» **Exercise**: In how many lines of the records does the string "blue" appear? State only the number.

» **Records for the task**:
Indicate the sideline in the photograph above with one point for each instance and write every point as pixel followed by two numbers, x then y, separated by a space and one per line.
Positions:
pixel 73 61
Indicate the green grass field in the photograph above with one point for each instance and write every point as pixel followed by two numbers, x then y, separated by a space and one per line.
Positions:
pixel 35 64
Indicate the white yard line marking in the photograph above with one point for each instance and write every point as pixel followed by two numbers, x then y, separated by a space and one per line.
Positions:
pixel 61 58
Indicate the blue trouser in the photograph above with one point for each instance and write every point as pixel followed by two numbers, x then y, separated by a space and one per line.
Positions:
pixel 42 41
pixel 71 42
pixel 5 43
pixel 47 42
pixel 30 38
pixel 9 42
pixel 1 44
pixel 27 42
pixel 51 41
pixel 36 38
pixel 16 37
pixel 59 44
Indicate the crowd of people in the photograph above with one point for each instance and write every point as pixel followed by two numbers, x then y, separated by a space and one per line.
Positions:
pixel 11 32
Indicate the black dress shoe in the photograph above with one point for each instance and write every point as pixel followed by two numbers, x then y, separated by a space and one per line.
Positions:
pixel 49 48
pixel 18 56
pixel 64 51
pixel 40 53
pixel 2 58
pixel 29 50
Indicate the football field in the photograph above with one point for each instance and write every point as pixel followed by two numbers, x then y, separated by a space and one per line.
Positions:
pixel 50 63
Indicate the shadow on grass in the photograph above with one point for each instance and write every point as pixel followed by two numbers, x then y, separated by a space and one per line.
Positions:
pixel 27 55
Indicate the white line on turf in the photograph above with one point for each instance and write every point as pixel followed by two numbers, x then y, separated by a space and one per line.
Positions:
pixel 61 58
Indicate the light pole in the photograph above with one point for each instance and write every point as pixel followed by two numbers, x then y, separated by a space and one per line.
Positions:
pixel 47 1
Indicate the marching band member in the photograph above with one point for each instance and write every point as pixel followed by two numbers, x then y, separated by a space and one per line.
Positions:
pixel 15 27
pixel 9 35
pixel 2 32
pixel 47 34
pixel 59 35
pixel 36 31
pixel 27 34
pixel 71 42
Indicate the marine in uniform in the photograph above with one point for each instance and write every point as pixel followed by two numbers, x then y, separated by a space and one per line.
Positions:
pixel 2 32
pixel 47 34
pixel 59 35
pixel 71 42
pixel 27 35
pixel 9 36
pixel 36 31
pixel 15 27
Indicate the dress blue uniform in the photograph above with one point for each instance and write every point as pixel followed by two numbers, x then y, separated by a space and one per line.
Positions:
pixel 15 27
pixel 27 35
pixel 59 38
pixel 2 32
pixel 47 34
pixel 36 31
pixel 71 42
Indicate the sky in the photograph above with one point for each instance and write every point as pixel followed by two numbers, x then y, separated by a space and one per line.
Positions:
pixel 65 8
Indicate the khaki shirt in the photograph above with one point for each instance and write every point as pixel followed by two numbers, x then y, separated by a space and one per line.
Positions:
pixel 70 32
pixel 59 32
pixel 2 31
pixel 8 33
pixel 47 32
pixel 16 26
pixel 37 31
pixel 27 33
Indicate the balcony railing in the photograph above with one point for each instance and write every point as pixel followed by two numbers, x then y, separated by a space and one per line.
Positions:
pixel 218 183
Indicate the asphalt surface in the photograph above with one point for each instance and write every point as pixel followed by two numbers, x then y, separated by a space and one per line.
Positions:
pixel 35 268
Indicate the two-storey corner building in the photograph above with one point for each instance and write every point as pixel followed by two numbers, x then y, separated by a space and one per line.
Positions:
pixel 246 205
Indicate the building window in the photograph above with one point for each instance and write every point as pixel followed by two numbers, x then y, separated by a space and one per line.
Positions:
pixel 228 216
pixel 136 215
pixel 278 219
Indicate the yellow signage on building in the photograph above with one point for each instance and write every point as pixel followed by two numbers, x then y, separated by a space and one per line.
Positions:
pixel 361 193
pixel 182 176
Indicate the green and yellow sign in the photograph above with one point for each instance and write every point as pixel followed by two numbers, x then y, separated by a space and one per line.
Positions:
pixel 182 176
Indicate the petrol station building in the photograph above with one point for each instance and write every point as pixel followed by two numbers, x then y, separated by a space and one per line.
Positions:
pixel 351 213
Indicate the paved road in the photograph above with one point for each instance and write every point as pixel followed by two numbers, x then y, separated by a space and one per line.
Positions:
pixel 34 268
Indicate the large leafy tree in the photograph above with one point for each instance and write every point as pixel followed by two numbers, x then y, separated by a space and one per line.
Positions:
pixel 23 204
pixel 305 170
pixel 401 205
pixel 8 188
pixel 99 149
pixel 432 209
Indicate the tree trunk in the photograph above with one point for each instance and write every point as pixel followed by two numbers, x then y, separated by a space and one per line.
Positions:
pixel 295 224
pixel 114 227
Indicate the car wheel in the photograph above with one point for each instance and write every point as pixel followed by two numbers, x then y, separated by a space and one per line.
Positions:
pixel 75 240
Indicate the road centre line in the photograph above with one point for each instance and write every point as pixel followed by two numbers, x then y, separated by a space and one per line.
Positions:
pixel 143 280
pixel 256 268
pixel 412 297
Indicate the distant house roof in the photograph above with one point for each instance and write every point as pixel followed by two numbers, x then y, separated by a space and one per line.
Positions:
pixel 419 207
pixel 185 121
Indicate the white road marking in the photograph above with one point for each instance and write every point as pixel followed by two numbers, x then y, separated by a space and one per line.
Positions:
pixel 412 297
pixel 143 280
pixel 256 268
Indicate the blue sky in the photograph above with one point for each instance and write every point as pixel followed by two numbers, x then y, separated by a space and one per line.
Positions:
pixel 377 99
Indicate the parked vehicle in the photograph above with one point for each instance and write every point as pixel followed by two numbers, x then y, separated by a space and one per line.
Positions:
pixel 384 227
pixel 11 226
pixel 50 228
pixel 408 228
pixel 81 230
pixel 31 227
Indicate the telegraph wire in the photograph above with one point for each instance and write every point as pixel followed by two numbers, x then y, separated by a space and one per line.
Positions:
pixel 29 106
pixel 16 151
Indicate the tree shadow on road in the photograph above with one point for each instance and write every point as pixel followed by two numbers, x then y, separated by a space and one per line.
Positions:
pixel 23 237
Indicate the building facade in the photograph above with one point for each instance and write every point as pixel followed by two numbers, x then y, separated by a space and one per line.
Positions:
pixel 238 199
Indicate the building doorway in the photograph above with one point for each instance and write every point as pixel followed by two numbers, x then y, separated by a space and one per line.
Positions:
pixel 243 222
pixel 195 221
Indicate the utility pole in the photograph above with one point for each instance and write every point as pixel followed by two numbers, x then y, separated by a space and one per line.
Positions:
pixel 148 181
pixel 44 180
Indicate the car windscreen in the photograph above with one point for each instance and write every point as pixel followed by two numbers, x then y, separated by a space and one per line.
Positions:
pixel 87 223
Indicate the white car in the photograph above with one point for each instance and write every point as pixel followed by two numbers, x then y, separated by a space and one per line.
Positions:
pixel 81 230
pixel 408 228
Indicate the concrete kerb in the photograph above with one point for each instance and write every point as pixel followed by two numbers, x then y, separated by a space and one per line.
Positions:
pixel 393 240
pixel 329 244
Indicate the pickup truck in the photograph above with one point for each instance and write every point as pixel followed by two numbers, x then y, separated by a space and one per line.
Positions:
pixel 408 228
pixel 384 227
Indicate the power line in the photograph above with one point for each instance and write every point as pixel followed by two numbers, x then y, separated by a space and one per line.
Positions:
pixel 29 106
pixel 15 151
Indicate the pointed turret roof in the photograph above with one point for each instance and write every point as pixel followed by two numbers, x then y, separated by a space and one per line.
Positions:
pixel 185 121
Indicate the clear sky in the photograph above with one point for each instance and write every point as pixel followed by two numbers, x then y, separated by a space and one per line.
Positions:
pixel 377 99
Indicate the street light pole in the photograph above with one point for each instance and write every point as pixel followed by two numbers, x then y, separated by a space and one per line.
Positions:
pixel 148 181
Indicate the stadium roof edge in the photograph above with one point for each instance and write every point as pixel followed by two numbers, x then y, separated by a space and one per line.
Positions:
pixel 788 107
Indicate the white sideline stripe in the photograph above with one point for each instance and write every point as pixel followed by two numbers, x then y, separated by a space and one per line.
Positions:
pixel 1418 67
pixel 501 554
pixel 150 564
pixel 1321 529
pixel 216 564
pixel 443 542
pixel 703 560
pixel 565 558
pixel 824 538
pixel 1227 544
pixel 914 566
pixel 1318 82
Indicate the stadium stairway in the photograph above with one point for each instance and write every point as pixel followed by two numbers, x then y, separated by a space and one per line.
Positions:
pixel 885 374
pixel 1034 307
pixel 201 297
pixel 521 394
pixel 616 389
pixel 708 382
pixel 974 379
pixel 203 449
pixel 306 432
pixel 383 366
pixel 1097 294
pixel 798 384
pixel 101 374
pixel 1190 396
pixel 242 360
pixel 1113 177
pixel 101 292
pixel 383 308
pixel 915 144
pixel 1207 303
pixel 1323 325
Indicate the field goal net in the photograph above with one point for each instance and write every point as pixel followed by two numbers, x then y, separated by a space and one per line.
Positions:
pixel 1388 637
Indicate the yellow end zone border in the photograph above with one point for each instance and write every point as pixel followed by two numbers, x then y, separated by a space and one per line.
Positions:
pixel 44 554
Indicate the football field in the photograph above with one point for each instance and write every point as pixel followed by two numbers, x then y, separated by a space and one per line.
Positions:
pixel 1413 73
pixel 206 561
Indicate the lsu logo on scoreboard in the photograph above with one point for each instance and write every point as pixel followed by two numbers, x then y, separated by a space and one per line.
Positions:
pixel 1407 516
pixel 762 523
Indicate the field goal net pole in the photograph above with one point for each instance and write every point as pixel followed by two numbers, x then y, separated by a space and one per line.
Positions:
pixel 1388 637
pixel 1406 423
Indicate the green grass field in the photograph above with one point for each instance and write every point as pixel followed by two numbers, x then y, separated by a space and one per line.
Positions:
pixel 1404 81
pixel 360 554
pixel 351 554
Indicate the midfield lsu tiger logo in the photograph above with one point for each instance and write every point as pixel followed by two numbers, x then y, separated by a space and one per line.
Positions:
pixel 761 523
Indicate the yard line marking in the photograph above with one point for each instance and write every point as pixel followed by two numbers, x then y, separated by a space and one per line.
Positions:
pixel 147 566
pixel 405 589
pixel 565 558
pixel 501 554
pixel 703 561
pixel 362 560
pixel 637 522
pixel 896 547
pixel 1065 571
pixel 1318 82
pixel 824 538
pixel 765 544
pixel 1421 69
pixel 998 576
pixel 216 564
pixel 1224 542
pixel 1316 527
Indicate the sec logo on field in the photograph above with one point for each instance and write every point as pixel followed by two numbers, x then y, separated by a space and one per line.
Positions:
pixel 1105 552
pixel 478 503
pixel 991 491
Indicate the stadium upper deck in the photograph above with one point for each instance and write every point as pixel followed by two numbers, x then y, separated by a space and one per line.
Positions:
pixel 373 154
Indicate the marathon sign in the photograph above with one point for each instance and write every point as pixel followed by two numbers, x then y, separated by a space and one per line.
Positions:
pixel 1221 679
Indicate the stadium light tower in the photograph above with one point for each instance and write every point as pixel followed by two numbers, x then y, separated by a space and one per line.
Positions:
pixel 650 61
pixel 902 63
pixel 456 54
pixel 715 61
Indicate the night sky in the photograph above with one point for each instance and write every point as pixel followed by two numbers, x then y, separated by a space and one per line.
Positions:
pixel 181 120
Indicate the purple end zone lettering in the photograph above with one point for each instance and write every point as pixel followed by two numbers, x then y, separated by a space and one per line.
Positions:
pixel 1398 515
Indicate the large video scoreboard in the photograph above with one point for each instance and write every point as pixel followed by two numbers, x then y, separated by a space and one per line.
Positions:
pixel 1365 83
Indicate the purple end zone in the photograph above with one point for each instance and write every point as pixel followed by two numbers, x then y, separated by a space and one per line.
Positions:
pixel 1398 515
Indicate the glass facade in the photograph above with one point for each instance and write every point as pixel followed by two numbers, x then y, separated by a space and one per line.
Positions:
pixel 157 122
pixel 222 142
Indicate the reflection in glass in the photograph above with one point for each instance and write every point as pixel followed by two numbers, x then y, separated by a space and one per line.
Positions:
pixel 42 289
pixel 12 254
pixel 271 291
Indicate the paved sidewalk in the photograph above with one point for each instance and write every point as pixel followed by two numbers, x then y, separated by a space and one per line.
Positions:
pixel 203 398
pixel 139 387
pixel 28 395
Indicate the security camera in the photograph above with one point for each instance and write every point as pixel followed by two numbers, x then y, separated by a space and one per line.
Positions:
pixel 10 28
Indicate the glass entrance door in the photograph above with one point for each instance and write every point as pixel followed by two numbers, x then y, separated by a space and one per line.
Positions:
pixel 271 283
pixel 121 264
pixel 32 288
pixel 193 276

» **Result of this task**: 3